▸ BRIEF
Pick up the article on Roundup litigation after its last sentence and continue it.

Roundup: The Next Mass Tort Litigation
August 22, 2018 – ArticleIs Monsanto causing non-Hodgkin’s lymphoma? On August 10th, 2018, a San Francisco jury returned a $289 million verdict, finding Monsanto liable for failure to warn of the risks associated with the use of Roundup/Ranger Pro weed killer ($39 million in compensatory damages and $250 million in punitive damages). This is the second time Monsanto has been found liable for causing non-Hodgkin’s lymphoma. In 2016, a St. Louis jury awarded $46.5 million in damages against Monsanto and three other companies for their use of polychlorinated biphenyls (PCBs).
Outside the courtroom, however, the global scientific community has yet to reach a consensus regarding Roundup’s carcinogenic potential. Roundup’s active ingredient is glyphosate. The World Health Organization (WHO) and the International Agency for Research on Cancer (IARC) determined glyphosate is “probably carcinogenic” to humans. Yet, the U.S. Environmental Protection Agency (EPA) and National Institutes of Health do not consider glyphosate a probable cause of cancer in humans.

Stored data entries

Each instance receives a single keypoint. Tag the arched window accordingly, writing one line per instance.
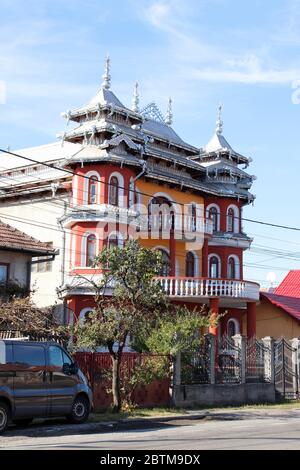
(230, 220)
(233, 327)
(214, 267)
(231, 268)
(213, 215)
(113, 241)
(132, 197)
(192, 211)
(90, 250)
(113, 197)
(92, 196)
(160, 215)
(165, 270)
(190, 264)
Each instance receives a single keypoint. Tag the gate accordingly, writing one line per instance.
(228, 365)
(258, 363)
(286, 370)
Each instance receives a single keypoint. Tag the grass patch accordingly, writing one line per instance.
(136, 413)
(141, 413)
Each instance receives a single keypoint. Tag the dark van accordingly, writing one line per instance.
(39, 380)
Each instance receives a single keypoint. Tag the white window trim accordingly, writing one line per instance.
(214, 255)
(196, 262)
(119, 237)
(218, 215)
(236, 324)
(236, 222)
(83, 248)
(85, 197)
(237, 266)
(120, 179)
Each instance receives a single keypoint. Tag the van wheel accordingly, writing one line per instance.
(80, 410)
(22, 422)
(4, 416)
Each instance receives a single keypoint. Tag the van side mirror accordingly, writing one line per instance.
(70, 369)
(74, 368)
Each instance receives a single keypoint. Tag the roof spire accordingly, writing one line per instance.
(169, 115)
(219, 122)
(106, 76)
(136, 98)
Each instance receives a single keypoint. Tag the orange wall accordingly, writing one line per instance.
(179, 197)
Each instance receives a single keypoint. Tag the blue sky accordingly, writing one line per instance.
(200, 52)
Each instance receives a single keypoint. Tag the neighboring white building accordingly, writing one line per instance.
(19, 253)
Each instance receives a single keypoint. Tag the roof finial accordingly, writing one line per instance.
(169, 115)
(136, 98)
(106, 75)
(219, 123)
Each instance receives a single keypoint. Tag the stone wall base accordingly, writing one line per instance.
(235, 394)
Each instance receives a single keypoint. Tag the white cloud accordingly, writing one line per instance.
(198, 60)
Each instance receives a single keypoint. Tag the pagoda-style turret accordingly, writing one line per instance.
(222, 164)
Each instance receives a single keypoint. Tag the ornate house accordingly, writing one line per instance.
(121, 173)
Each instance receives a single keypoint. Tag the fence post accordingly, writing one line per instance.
(240, 343)
(177, 369)
(269, 359)
(295, 343)
(211, 340)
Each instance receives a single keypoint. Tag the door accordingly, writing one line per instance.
(62, 386)
(30, 388)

▸ EXERCISE OUTPUT
Five days after the San Francisco verdict, the Environmental Working Group (EWG), which researches the use of chemicals in consumer products, published results of a test which found unsafe levels of glyphosate in a number of oat-based foods including, Cheerios, Lucky Charms, Kashi, Quaker Old Fashioned Oats, Kind bars, and Nature Valley bars. Critics of EWG have noted that the group created its own threshold defining unsafe exposure levels to glyphosate, which is far lower than the threshold levels published by the EPA and other regulatory agencies. EWG went on to report that Roundup “weed killer is the most heavily used pesticide in the U.S.”
The number of lawsuits filed against Monsanto are undoubtedly escalating as a result of high publicity and widespread exposures to glyphosate. Over 4,000 cases have been filed to date against Monsanto, with another 470 federal cases consolidated into multidistrict litigation in the Northern District of California. With widely conflicting science from regulatory agencies, the viability of these claims on a mass scale remains unknown, but the growth potential of related litigation is looming. While the experts may be out, glyphosate is in—children’s cereal.